*** RAW DATA Section Begins ***

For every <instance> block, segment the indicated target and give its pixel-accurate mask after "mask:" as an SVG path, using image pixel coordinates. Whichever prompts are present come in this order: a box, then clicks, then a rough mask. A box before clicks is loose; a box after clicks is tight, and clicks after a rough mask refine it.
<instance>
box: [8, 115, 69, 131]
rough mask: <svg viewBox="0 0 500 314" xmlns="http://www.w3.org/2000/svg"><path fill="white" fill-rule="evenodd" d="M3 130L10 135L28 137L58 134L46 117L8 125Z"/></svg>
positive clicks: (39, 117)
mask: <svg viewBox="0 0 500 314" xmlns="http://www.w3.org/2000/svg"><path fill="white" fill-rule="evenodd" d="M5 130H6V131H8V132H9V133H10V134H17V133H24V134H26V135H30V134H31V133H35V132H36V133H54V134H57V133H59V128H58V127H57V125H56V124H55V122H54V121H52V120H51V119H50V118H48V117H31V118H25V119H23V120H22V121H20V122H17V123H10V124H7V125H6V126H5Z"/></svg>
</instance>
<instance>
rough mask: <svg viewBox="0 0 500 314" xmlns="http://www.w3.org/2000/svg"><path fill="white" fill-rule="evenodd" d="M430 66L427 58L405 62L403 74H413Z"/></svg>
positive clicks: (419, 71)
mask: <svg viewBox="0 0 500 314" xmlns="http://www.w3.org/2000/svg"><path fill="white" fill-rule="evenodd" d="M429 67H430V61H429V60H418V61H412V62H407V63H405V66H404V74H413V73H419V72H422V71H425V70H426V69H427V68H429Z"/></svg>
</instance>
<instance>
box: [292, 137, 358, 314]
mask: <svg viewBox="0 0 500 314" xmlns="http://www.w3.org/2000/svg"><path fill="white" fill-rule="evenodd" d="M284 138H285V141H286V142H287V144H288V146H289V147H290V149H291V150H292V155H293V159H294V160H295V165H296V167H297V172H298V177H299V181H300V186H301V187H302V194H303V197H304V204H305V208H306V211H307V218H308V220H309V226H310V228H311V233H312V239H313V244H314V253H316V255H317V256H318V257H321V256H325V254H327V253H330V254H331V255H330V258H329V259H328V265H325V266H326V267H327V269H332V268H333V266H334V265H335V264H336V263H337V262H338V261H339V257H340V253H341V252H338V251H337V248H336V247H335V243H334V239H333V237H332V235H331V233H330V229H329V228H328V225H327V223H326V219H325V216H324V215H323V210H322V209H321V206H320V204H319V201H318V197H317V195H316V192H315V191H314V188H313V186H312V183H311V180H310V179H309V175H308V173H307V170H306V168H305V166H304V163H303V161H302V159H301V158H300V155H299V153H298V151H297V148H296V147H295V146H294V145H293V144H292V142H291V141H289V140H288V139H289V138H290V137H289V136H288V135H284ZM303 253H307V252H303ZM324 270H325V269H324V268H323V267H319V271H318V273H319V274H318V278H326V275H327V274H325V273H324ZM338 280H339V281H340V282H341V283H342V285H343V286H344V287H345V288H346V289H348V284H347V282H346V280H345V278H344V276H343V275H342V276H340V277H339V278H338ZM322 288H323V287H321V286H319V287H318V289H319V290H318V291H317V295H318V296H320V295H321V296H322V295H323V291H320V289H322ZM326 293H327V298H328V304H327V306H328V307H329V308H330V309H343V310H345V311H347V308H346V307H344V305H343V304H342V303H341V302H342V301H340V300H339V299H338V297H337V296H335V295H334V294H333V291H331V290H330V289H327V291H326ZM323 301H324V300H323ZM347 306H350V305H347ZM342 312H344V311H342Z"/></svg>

*** RAW DATA Section Ends ***

> WORK REQUEST
All of the lines above must be returned exactly as they stand.

> WRITTEN SOLUTION
For every <instance> block, segment the indicated target and give its pixel-accurate mask after "mask:" as an SVG path, using image pixel coordinates. Whichever prompts are present come in this order: a box, then clicks, then a rough mask. A box before clicks is loose; a box after clicks is tight, and clicks after a rough mask refine it.
<instance>
box: [8, 115, 69, 131]
rough mask: <svg viewBox="0 0 500 314" xmlns="http://www.w3.org/2000/svg"><path fill="white" fill-rule="evenodd" d="M3 130L10 135L28 137L58 134L46 117L8 125Z"/></svg>
positive clicks: (39, 117)
mask: <svg viewBox="0 0 500 314" xmlns="http://www.w3.org/2000/svg"><path fill="white" fill-rule="evenodd" d="M5 130H6V131H8V132H9V133H10V134H17V133H24V134H26V135H30V134H31V133H35V132H36V133H54V134H57V133H59V128H58V127H57V125H56V124H55V122H54V121H52V120H51V119H50V118H48V117H31V118H25V119H23V120H22V121H20V122H17V123H10V124H7V125H6V126H5Z"/></svg>
</instance>
<instance>
rough mask: <svg viewBox="0 0 500 314" xmlns="http://www.w3.org/2000/svg"><path fill="white" fill-rule="evenodd" d="M430 66L427 58L405 62L403 74H413Z"/></svg>
positive clicks: (419, 71)
mask: <svg viewBox="0 0 500 314" xmlns="http://www.w3.org/2000/svg"><path fill="white" fill-rule="evenodd" d="M429 67H430V61H429V60H418V61H412V62H407V63H405V66H404V74H413V73H419V72H422V71H425V70H426V69H427V68H429Z"/></svg>
</instance>
<instance>
box: [292, 137, 358, 314]
mask: <svg viewBox="0 0 500 314" xmlns="http://www.w3.org/2000/svg"><path fill="white" fill-rule="evenodd" d="M284 138H285V141H286V142H287V144H288V146H289V147H290V149H291V150H292V155H293V159H294V160H295V165H296V167H297V172H298V177H299V181H300V186H301V187H302V194H303V197H304V204H305V208H306V211H307V218H308V220H309V226H310V228H311V233H312V239H313V244H314V253H316V255H317V256H318V257H321V256H325V254H327V253H330V254H331V255H330V258H329V259H328V265H325V266H326V267H327V269H332V268H333V266H334V265H335V264H336V263H337V262H338V261H339V257H340V253H341V252H338V251H337V248H336V247H335V243H334V239H333V237H332V235H331V233H330V229H329V228H328V225H327V223H326V219H325V216H324V215H323V210H322V209H321V206H320V204H319V201H318V197H317V195H316V192H315V191H314V188H313V186H312V183H311V180H310V179H309V175H308V173H307V170H306V168H305V166H304V163H303V161H302V159H301V158H300V155H299V153H298V151H297V148H296V147H295V146H294V145H293V144H292V142H291V141H289V140H288V139H289V138H290V137H289V136H288V135H284ZM303 253H307V252H303ZM324 270H325V269H324V268H323V267H319V271H318V273H319V274H318V278H326V275H327V274H325V273H324ZM338 280H339V281H340V282H341V283H342V285H343V286H344V287H345V288H346V289H348V284H347V282H346V280H345V278H344V276H343V275H342V276H340V277H339V278H338ZM322 288H323V287H321V286H319V287H318V289H319V290H318V291H317V295H318V296H320V295H321V296H322V295H323V291H320V289H322ZM326 293H327V298H328V304H327V306H328V307H329V308H330V309H343V310H345V311H347V308H346V307H344V305H343V304H342V303H341V302H342V301H340V300H339V299H338V297H337V296H335V295H334V294H333V291H331V290H330V289H327V291H326ZM323 301H324V300H323ZM347 306H350V305H347ZM342 312H344V311H342Z"/></svg>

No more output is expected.